◆ **Location identification records**
-- -- --
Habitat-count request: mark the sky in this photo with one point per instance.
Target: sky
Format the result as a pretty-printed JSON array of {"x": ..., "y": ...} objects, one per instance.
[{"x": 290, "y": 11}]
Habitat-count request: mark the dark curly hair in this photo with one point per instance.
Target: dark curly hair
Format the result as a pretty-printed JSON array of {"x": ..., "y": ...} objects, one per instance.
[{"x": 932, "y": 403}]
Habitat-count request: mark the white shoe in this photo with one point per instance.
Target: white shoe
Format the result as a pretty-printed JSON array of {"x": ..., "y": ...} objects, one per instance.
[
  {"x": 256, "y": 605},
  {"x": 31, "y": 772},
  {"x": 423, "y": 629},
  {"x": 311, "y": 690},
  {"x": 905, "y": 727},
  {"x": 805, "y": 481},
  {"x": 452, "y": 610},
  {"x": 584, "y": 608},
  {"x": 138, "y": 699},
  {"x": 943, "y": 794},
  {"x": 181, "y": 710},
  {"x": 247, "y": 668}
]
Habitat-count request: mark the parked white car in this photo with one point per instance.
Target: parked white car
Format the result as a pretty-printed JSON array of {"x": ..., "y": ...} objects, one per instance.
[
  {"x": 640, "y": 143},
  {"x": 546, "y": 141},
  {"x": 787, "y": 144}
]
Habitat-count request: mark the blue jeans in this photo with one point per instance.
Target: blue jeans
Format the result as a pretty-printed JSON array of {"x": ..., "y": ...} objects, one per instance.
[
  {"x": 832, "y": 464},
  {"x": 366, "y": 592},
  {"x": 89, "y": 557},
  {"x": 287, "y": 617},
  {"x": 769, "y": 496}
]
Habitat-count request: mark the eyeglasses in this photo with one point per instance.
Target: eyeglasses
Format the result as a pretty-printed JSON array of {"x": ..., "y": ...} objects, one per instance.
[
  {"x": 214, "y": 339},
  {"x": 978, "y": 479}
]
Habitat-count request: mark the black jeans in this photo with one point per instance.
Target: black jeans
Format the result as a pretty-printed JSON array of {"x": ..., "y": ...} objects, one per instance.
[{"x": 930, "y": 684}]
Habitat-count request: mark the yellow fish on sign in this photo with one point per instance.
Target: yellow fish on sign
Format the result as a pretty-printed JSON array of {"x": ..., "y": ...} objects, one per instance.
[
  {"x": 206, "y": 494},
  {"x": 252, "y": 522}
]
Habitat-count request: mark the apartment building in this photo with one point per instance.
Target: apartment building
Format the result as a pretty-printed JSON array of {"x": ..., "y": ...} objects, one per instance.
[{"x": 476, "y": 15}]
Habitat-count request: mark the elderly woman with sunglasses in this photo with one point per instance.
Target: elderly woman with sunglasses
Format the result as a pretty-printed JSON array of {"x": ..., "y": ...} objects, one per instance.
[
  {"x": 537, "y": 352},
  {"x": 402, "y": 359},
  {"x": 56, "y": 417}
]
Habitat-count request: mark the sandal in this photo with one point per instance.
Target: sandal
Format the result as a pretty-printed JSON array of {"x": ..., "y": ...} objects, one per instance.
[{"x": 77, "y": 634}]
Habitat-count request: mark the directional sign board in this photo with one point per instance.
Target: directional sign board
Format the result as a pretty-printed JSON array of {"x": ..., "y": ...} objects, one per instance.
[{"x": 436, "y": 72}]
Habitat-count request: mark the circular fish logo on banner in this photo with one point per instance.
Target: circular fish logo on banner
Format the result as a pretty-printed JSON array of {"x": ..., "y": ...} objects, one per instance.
-- -- --
◆ **OBJECTIVE**
Rewrite all of the records above, substituting "Point-placement request" for each occurrence of "Habitat-count request" and leaving everything else unchanged.

◆ **COMPLETE OUTPUT**
Point-placement request: mark the sky in this photo with one point per instance.
Target: sky
Format the result as a pretty-printed JSON array of {"x": ..., "y": ...} objects, one per instance.
[{"x": 290, "y": 11}]
Point-placement request: mark the dark curly hair in this photo with one point per instance.
Target: dark curly hair
Format the result as a pretty-printed JSON array of {"x": ..., "y": ...} objects, one per instance.
[{"x": 932, "y": 403}]
Point-placement request: mark the white shoe in this photo with one point per instance.
Target: white shoe
Format the result as a pretty-printed JSON array of {"x": ..., "y": ...} objects, one per instance.
[
  {"x": 256, "y": 605},
  {"x": 31, "y": 772},
  {"x": 423, "y": 629},
  {"x": 311, "y": 690},
  {"x": 905, "y": 727},
  {"x": 805, "y": 481},
  {"x": 452, "y": 610},
  {"x": 584, "y": 608},
  {"x": 138, "y": 699},
  {"x": 943, "y": 794},
  {"x": 181, "y": 710},
  {"x": 247, "y": 668}
]
Point-placement request: mark the parked white car in this photo with one point per instance.
Target: parked white car
Format the result as a pretty-printed JSON array of {"x": ..., "y": ...} objects, one per instance.
[
  {"x": 640, "y": 143},
  {"x": 546, "y": 141},
  {"x": 787, "y": 144}
]
Point-placement request: mark the blue jeans in this photo with one point per instance.
Target: blue jeans
Format the result as a pretty-printed JSON array of {"x": ..., "y": ...} objects, one per instance.
[
  {"x": 832, "y": 464},
  {"x": 366, "y": 592},
  {"x": 89, "y": 557},
  {"x": 287, "y": 617},
  {"x": 769, "y": 496}
]
Point-placement request: mark the eyeglasses in this photo with one point per instance.
Target: eyeglasses
Format the result as a pretty-printed JSON array of {"x": ..., "y": ...} objects, one per instance.
[
  {"x": 214, "y": 339},
  {"x": 978, "y": 479}
]
Point-placement request: mark the black jeans in this photo with one point per instance.
Target: black jeans
Format the result as a pretty-printed JSON array of {"x": ..., "y": ...} objects, one per instance.
[{"x": 930, "y": 684}]
Point-placement request: mark the yellow fish on sign in this photo with one point per instance.
Target: yellow fish on sign
Format the result as a pretty-printed JSON array of {"x": ..., "y": ...} objects, one per instance.
[
  {"x": 206, "y": 494},
  {"x": 252, "y": 522}
]
Point-placement request: mark the apartment building in this photo with one point per instance.
Target: apartment building
Format the result as a pretty-printed JSON array of {"x": ..., "y": ...} objects, one per instance.
[{"x": 476, "y": 15}]
Point-placement request: mark the elderly woman with sunglasses in this photo with one point per instance.
Target: elderly woman with sunglasses
Format the result as a pretty-printed JSON array of {"x": ..., "y": ...} objects, one per instance.
[
  {"x": 537, "y": 352},
  {"x": 402, "y": 359},
  {"x": 56, "y": 417}
]
Point-placement request: mark the sandal in this photo with one point per instance.
Target: sandal
Format the result as a pretty-printed JSON array of {"x": ..., "y": ...} objects, one per instance.
[{"x": 77, "y": 634}]
Point-placement request: mark the directional sign board in this photo with one point per instance.
Target: directional sign board
Format the result as a pretty-printed JSON array of {"x": ..., "y": ...} objects, one per instance.
[{"x": 436, "y": 72}]
Point-placement request: mark the circular fish logo on banner in this photo with one point per instance.
Target: circular fish logo on banner
Format the result as a pretty-printed JSON array of {"x": ..., "y": ...} objects, one per instance.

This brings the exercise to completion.